#### Stated task
Arrange the material below as a numbered list, starting with the line that contains "Audit check: the bird's claw" and going on through the line that contains "[54,55,59,65]", with both of those lines included. Leave out blank lines and the pictures.

#### Records to use

>> begin

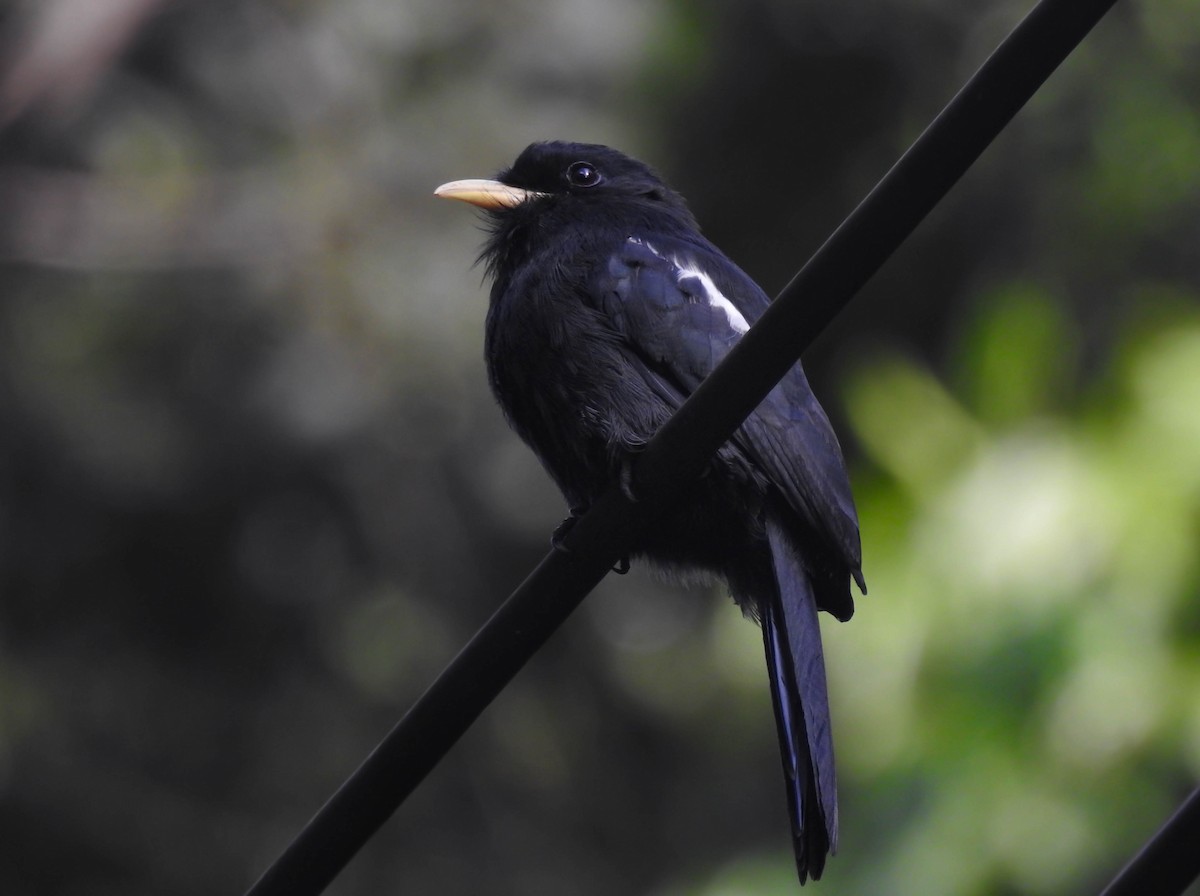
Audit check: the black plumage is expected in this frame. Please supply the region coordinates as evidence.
[438,143,865,882]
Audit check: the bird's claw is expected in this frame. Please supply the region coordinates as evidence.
[550,507,629,576]
[550,507,588,554]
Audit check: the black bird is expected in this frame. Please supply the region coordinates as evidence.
[437,143,866,883]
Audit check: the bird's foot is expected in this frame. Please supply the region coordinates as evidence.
[550,507,588,554]
[550,507,629,576]
[617,455,637,504]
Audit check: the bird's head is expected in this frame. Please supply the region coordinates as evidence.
[434,140,691,222]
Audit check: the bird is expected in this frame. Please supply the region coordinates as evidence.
[434,140,866,884]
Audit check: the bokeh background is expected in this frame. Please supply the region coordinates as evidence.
[0,0,1200,896]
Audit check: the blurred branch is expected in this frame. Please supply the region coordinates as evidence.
[0,0,167,126]
[0,166,300,270]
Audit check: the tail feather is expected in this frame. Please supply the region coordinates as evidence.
[760,522,838,883]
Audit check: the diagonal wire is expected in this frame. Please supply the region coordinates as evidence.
[247,0,1115,896]
[1100,788,1200,896]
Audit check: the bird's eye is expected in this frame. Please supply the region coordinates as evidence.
[566,162,604,187]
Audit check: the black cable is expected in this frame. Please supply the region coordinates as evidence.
[247,0,1115,896]
[1100,788,1200,896]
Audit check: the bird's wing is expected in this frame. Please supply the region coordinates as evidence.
[589,236,860,582]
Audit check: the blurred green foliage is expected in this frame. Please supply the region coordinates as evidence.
[0,0,1200,896]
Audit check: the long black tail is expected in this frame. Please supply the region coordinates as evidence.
[760,521,838,884]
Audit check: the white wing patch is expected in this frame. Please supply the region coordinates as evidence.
[628,236,750,333]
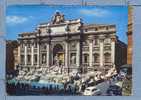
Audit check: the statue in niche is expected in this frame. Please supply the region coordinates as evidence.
[53,12,65,24]
[54,55,59,65]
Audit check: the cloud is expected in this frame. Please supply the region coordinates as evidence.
[6,16,31,24]
[80,9,110,17]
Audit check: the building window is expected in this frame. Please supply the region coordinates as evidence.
[70,53,76,64]
[94,54,99,63]
[104,53,111,63]
[27,44,31,48]
[42,53,46,64]
[94,38,99,45]
[34,54,37,64]
[21,43,24,48]
[84,54,89,63]
[27,55,31,64]
[21,55,24,64]
[83,40,89,46]
[34,43,37,48]
[104,38,111,44]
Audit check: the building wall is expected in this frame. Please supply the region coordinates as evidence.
[127,6,133,64]
[6,41,19,72]
[18,11,126,74]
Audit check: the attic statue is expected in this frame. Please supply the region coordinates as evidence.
[53,12,65,24]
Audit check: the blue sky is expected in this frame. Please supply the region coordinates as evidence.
[6,5,128,43]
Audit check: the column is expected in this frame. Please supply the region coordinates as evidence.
[24,44,27,66]
[100,39,104,66]
[111,38,115,64]
[65,41,69,68]
[31,45,34,66]
[89,40,93,67]
[76,41,80,67]
[46,43,50,67]
[37,43,40,67]
[18,44,21,64]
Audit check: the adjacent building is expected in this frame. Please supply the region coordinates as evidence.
[127,6,133,64]
[6,40,19,75]
[18,12,127,74]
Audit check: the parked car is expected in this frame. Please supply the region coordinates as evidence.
[83,86,102,95]
[107,85,122,96]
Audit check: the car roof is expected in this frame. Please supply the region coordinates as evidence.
[86,86,97,89]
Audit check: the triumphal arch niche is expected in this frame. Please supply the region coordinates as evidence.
[18,12,126,73]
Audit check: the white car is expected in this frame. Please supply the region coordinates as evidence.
[83,86,101,95]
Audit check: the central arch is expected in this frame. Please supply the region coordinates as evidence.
[53,44,64,66]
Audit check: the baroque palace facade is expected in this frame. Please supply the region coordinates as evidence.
[18,12,127,74]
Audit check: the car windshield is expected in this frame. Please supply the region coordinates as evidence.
[92,89,97,92]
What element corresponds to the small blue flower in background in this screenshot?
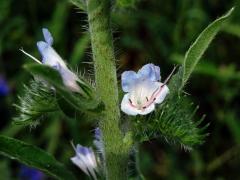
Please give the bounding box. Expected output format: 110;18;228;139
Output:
21;28;80;92
0;76;10;96
121;64;169;116
71;144;97;180
19;165;45;180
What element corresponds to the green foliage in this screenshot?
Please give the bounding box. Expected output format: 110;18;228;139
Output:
116;0;139;8
0;135;76;180
180;8;234;88
70;33;90;65
134;97;208;150
14;80;58;126
131;9;233;149
24;64;103;114
70;0;87;11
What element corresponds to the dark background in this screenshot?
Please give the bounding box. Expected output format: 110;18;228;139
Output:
0;0;240;179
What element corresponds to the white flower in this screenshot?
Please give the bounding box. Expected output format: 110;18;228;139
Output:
121;64;169;116
21;28;80;92
71;144;97;180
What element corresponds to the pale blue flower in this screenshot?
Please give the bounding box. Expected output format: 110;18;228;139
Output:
71;144;97;179
121;64;169;116
21;28;80;92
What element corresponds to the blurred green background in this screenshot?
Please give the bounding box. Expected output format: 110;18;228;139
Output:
0;0;240;180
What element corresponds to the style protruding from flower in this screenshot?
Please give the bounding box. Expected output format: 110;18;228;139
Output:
20;28;80;92
71;144;97;180
121;64;169;116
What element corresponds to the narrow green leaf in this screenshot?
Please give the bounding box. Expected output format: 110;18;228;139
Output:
0;135;76;180
180;8;234;88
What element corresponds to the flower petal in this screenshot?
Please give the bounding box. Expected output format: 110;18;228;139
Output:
138;64;161;81
121;93;139;116
42;28;53;46
58;66;80;92
138;103;155;115
71;156;90;176
121;71;138;92
155;83;169;104
37;41;67;68
37;41;50;58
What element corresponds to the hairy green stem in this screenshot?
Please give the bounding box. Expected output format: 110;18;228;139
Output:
86;0;129;180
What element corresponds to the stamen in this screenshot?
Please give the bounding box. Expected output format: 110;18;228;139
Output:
161;66;176;87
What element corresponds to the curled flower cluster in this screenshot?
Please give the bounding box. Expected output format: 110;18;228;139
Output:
121;64;169;116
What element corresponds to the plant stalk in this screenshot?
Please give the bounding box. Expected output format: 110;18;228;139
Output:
86;0;129;180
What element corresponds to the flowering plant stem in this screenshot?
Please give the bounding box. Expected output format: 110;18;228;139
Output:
86;0;129;180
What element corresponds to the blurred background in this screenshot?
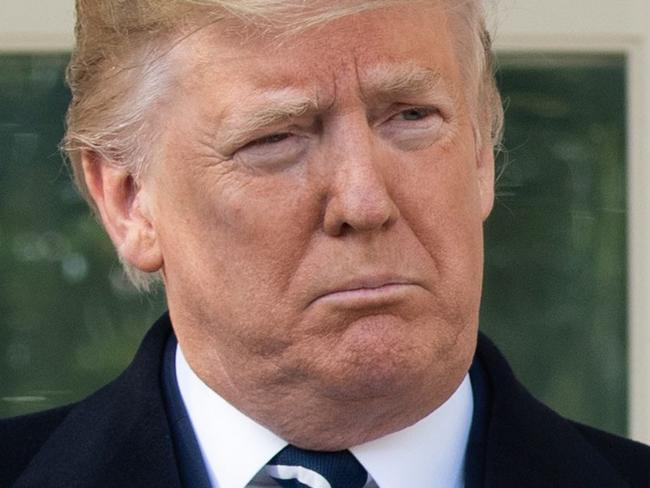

>> end

#### Task answer
1. Audit check: the bird's claw is expected in this frame. Please supply the region coordinates as evidence.
2. [550,507,629,576]
3. [550,507,588,554]
4. Audit check: the black bird is expected in this frame. Please supply the region coordinates as evidence.
5. [437,143,866,883]
6. Audit check: the bird's foot is expected in this frame. Please supply the region coordinates as evidence.
7. [550,507,588,554]
8. [550,507,629,576]
9. [617,455,637,504]
10. Audit check: the bird's head is expected in this frame. Please supply the region coordinates as evidence.
11. [434,140,691,222]
12. Audit check: the bird is expected in this frame. Please supply the region coordinates as evidence.
13. [434,140,866,884]
14. Audit check: the bokeh background is expected in this frame. Please supply the region coordinates as evidence.
15. [0,0,1200,896]
16. Audit check: the blurred branch is expected in this frame. Please supply the region coordinates as evidence.
17. [0,0,167,126]
18. [0,166,300,270]
19. Audit check: the tail feather is expected in this frame. Please supply the region coordinates as evidence.
20. [760,522,838,883]
21. Audit check: the diagonal wire is expected in this frame. Please supply the region coordinates as evidence.
22. [247,0,1115,896]
23. [1100,788,1200,896]
24. Audit check: the bird's eye is expected in this frame. Please supply the region coordinates as evidence.
25. [566,162,604,187]
26. Audit check: the black cable is expected in this frame. Please supply the region coordinates as evidence.
27. [247,0,1115,896]
28. [1100,788,1200,896]
29. Audit check: the bird's wing is expected in this frame. Please supply the region coordinates as evidence.
30. [589,236,860,582]
31. Audit check: the blurred green foliage is expected in this frame. Please supply the region coordinates as evidence.
32. [0,0,1200,896]
33. Audit check: the long black tail is expected in this frame. Please supply the region coordinates as evidence.
34. [760,521,838,884]
35. Audit check: the white wing patch is expected in this frame. Please supply the region coordinates as evidence.
36. [628,236,750,333]
37. Audit check: the statue in niche is expected in this frame. Please supply the region coordinates as evidence.
38. [53,12,65,24]
39. [54,55,59,65]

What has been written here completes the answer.